[INSTRUCTION] Rewrite each row below with "station platform" replaced by "train platform" everywhere it occurs and all other text kept unchanged. Leave the pictures out of your answer.

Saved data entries
** begin **

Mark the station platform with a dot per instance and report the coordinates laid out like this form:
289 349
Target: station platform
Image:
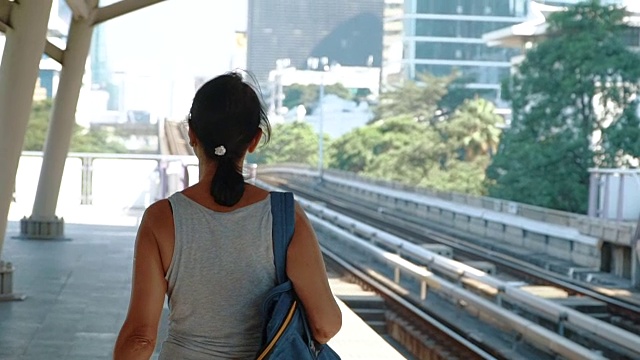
77 293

** end **

[REPLY]
Mark the train platform with a dot per instance and report the coordinates laid out like this form:
289 349
Target: train platform
Image:
77 293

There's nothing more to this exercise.